• RECORD EXCERPTS
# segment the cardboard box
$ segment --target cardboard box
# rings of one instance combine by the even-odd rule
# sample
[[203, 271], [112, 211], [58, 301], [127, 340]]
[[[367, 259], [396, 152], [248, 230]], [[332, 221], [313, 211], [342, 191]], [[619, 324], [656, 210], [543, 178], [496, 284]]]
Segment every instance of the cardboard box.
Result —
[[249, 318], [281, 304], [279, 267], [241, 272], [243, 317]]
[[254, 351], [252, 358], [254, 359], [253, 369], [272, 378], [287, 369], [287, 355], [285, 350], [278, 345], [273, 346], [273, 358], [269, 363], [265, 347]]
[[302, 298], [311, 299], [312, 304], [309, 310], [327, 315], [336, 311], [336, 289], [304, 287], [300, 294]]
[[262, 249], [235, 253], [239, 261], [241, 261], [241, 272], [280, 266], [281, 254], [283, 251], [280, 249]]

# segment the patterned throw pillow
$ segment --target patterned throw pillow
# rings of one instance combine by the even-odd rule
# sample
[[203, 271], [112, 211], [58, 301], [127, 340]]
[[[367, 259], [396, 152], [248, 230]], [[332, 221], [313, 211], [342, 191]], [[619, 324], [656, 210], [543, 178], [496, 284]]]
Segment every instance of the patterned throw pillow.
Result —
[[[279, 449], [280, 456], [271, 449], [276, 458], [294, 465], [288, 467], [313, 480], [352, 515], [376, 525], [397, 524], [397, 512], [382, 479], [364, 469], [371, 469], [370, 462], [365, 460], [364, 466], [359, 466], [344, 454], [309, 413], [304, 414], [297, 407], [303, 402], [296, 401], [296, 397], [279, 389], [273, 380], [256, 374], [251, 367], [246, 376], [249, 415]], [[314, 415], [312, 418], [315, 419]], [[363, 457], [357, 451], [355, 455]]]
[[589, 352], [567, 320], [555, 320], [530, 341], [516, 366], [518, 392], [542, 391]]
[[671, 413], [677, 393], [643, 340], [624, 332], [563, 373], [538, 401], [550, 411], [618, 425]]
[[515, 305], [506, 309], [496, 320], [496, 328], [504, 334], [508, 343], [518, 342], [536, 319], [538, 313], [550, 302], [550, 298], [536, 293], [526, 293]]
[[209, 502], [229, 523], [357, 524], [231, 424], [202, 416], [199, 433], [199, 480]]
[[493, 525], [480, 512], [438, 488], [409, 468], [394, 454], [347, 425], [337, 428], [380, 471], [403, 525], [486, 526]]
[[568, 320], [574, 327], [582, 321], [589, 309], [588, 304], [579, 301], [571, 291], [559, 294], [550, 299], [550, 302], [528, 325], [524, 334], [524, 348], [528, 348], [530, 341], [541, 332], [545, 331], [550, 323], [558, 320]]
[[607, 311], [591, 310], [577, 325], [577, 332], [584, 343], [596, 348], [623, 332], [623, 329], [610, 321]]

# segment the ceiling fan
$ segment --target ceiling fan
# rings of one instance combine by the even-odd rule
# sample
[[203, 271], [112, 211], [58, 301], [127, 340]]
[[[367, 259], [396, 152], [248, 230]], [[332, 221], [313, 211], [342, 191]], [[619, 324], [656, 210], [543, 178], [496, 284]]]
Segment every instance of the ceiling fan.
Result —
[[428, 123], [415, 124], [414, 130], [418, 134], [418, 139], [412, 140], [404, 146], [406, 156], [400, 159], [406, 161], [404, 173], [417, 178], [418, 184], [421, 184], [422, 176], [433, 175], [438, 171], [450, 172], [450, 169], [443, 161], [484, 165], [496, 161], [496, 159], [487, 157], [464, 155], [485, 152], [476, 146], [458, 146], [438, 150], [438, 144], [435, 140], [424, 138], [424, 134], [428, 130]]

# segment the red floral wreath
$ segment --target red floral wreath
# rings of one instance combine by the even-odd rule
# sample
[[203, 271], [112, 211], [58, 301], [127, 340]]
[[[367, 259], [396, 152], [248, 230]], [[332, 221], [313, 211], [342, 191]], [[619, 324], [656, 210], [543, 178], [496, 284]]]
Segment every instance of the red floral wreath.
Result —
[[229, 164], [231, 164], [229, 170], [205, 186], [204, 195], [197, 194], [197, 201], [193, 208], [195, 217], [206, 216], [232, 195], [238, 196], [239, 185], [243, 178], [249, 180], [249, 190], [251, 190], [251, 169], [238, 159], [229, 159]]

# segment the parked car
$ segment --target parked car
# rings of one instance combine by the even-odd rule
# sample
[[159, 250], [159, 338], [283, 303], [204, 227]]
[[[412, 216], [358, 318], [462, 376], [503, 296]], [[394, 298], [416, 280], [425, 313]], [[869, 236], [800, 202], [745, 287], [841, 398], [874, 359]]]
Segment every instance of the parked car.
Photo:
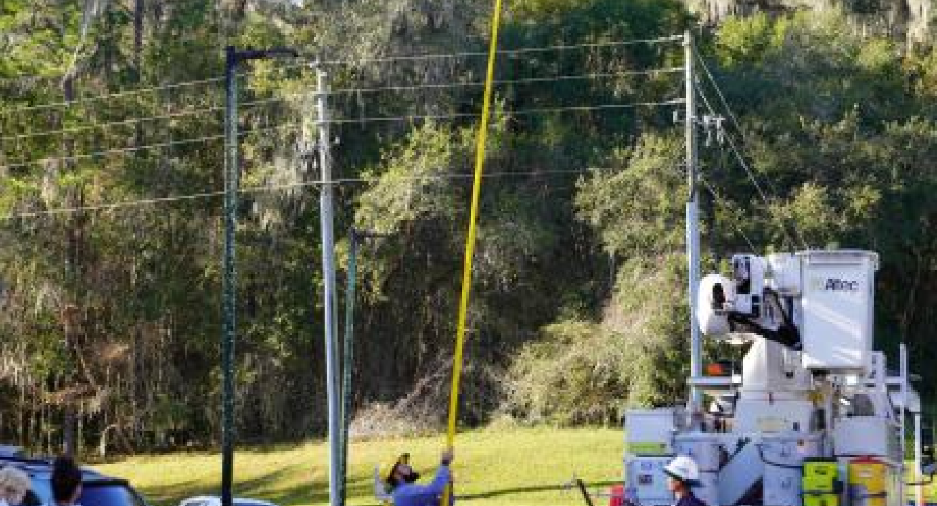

• WRITTEN EXERCISE
Reproduce verbatim everything from the line containing "# segment the parked car" down through the end of the records above, leaving the pictures out of your answer.

• SOLUTION BELOW
# segment the parked car
$ segment --target parked car
# rings of one instance combine by the even-odd rule
# sample
[[159, 250], [159, 338], [283, 303], [204, 227]]
[[[412, 216], [358, 318], [462, 376], [503, 296]], [[394, 298], [416, 280], [425, 313]], [[869, 236], [800, 202], [745, 287], [841, 398], [874, 359]]]
Segment every instance of the parked car.
Photo:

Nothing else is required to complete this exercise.